_WHAT THE TASK REQUIRES_
Repeat exactly, and only, the lines running from the one that holds "Each instance of the truck windshield" to the end of the records.

_Collected data entries_

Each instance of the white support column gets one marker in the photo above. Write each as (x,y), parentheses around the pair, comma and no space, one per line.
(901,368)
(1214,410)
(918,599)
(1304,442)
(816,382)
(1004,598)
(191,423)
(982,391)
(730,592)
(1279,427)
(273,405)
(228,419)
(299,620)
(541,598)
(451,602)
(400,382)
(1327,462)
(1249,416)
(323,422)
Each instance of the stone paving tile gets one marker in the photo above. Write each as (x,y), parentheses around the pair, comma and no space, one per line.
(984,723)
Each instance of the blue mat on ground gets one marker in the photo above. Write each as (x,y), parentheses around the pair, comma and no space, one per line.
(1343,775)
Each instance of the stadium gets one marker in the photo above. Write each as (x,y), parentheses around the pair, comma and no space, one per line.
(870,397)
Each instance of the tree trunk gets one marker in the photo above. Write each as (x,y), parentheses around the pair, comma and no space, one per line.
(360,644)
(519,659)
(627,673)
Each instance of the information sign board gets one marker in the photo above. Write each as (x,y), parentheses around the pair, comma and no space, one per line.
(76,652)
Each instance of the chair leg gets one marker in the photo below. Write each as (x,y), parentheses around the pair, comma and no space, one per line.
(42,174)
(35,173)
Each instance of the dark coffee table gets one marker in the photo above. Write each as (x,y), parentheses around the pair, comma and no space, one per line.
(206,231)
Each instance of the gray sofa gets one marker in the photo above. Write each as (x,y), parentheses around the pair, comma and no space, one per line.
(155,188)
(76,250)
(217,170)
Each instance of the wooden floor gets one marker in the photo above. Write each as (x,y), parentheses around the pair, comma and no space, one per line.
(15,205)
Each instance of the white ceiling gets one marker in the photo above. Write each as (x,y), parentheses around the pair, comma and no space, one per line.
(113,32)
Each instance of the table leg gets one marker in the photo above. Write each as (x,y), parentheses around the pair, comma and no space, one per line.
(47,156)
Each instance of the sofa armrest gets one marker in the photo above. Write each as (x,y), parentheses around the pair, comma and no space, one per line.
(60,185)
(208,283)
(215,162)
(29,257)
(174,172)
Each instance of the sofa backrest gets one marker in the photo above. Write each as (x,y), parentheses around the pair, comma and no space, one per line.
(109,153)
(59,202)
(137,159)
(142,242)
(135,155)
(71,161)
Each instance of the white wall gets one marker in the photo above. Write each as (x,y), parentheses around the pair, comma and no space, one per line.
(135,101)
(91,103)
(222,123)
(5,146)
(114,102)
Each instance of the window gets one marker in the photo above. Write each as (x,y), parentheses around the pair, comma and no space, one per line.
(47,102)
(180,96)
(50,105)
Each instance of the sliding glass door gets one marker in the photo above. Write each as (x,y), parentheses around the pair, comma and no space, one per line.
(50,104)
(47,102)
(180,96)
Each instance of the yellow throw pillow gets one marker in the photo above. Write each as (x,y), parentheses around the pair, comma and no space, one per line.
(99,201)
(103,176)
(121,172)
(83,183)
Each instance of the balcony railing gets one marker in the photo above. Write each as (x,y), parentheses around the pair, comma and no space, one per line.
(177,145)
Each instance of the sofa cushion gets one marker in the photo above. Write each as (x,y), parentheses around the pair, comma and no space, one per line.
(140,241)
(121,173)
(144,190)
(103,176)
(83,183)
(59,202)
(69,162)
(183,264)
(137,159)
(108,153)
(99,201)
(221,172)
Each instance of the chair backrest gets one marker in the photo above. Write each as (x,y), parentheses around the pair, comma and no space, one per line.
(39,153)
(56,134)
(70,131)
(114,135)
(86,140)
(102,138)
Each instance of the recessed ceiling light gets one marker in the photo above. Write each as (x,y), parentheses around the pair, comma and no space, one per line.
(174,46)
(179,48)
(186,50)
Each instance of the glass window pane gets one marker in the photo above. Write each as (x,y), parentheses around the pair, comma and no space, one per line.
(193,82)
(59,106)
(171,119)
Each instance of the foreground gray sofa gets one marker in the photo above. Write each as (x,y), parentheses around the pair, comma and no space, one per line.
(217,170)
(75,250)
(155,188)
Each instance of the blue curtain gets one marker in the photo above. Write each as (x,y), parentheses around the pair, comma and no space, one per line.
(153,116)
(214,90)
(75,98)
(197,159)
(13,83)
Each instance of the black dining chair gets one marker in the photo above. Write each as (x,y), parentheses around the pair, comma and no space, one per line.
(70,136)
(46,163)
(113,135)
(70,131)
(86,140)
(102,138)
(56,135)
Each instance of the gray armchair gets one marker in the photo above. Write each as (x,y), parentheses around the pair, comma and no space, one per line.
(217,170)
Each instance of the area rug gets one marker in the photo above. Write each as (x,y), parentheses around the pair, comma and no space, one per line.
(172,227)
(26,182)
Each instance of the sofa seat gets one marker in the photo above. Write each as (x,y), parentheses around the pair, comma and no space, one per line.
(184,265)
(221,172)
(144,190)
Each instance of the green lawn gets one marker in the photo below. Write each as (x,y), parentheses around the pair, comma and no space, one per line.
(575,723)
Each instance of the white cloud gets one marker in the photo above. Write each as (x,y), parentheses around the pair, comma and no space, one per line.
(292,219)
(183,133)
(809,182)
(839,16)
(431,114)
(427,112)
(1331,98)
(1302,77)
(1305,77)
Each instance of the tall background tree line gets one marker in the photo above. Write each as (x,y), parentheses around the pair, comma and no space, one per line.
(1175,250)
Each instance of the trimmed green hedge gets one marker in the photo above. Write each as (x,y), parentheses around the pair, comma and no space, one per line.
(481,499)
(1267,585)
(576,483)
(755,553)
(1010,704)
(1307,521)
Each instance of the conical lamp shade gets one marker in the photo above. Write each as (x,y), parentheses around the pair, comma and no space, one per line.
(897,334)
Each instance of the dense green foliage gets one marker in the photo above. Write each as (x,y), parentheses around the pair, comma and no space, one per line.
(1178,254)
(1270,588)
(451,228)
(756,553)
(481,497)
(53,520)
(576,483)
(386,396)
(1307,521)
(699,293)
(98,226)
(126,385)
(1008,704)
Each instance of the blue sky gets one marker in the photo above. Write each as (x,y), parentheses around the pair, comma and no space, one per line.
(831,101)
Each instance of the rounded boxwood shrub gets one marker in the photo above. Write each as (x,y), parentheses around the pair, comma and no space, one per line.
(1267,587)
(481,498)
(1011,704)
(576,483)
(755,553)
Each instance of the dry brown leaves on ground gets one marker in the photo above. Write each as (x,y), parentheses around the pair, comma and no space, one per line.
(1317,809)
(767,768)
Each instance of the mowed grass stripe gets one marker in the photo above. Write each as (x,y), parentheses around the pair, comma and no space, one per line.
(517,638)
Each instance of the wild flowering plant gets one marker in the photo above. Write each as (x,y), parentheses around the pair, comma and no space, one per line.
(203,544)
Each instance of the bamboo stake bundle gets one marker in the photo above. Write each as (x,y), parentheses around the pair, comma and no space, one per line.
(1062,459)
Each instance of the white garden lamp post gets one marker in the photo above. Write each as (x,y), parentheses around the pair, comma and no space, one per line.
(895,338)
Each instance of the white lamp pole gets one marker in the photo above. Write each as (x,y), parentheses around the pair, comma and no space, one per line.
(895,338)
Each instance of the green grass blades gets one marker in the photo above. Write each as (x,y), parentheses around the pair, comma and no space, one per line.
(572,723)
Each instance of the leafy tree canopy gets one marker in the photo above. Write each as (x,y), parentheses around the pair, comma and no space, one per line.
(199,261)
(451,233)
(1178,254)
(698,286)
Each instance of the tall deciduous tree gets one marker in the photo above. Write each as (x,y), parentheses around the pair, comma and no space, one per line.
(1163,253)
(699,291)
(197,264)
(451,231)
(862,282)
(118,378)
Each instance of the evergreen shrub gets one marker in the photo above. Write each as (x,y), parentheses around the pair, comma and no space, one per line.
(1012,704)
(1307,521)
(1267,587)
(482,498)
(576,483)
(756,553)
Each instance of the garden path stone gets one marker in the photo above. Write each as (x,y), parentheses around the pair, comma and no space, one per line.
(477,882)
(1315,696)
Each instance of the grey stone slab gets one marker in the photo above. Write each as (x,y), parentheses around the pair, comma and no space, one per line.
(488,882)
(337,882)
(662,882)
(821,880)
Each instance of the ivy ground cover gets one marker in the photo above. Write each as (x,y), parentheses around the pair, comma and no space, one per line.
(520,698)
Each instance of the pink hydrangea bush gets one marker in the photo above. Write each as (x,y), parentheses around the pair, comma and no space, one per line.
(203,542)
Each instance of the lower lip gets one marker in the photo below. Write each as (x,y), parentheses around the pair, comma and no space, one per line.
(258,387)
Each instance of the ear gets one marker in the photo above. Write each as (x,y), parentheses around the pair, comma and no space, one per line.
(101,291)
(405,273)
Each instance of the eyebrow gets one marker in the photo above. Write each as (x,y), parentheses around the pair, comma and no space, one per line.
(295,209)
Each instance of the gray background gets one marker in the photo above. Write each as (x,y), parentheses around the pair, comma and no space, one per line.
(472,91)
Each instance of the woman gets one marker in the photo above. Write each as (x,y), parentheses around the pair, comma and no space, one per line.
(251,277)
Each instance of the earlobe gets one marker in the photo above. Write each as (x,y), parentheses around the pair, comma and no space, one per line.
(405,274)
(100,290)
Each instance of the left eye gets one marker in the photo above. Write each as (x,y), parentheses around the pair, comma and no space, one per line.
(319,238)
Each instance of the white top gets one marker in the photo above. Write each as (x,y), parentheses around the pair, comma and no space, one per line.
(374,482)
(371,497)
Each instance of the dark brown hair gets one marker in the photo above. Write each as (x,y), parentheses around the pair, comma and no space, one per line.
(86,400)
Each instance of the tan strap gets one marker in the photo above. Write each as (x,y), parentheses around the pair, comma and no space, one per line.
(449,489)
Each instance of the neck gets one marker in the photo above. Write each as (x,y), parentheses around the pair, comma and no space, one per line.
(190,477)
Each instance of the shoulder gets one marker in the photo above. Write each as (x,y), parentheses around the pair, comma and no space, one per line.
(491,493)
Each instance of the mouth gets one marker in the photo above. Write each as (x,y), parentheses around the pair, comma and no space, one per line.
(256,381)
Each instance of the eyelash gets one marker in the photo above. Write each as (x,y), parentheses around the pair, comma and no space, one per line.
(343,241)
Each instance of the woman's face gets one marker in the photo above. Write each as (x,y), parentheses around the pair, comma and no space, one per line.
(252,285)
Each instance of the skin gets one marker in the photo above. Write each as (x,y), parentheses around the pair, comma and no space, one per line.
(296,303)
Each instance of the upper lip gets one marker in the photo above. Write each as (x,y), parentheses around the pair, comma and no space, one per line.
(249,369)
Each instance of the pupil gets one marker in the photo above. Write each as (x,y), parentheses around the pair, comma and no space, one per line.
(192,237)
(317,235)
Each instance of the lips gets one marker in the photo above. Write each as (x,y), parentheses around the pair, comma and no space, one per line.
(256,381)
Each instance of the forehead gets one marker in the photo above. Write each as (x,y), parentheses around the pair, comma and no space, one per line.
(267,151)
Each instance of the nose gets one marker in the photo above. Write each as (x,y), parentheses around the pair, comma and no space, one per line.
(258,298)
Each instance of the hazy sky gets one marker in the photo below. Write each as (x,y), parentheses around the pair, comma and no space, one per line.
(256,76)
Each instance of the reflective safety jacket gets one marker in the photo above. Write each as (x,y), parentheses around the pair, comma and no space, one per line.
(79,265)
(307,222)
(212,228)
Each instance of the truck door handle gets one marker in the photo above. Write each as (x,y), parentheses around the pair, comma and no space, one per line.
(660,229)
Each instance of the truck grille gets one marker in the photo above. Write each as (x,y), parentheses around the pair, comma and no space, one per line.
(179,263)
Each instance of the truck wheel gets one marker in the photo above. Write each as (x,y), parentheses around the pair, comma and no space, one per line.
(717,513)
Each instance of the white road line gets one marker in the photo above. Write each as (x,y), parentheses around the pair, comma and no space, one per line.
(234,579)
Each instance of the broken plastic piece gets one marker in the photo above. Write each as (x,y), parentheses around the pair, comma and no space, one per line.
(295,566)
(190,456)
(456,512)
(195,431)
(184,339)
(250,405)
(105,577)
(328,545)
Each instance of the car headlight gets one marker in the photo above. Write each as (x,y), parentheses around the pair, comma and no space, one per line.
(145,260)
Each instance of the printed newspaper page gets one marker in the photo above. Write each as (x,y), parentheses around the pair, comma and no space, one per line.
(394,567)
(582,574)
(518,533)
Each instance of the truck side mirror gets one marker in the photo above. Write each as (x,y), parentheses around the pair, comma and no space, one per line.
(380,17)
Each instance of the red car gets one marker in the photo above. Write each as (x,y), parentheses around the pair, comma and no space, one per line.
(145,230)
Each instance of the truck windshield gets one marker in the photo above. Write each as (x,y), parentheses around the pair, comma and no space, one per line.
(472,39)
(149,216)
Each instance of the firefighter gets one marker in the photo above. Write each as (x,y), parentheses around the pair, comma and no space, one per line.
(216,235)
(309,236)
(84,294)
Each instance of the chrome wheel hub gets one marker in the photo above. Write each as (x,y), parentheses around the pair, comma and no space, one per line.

_OUTPUT FOR THIS TASK_
Each instance of the truck windshield gets one marker in the photo above. Write each as (x,y), parentheses around the pair, comma and no space, one per line.
(472,39)
(149,216)
Each instance of the firefighter gets one marker in the photo above. Write each as (x,y), parentheses around the pair, comma and no space, one per line.
(216,235)
(309,236)
(84,294)
Each instance of the chrome wheel hub gets one marker in the photo above. Write each as (x,y), parentheses around the pair, comma and no space, one per line.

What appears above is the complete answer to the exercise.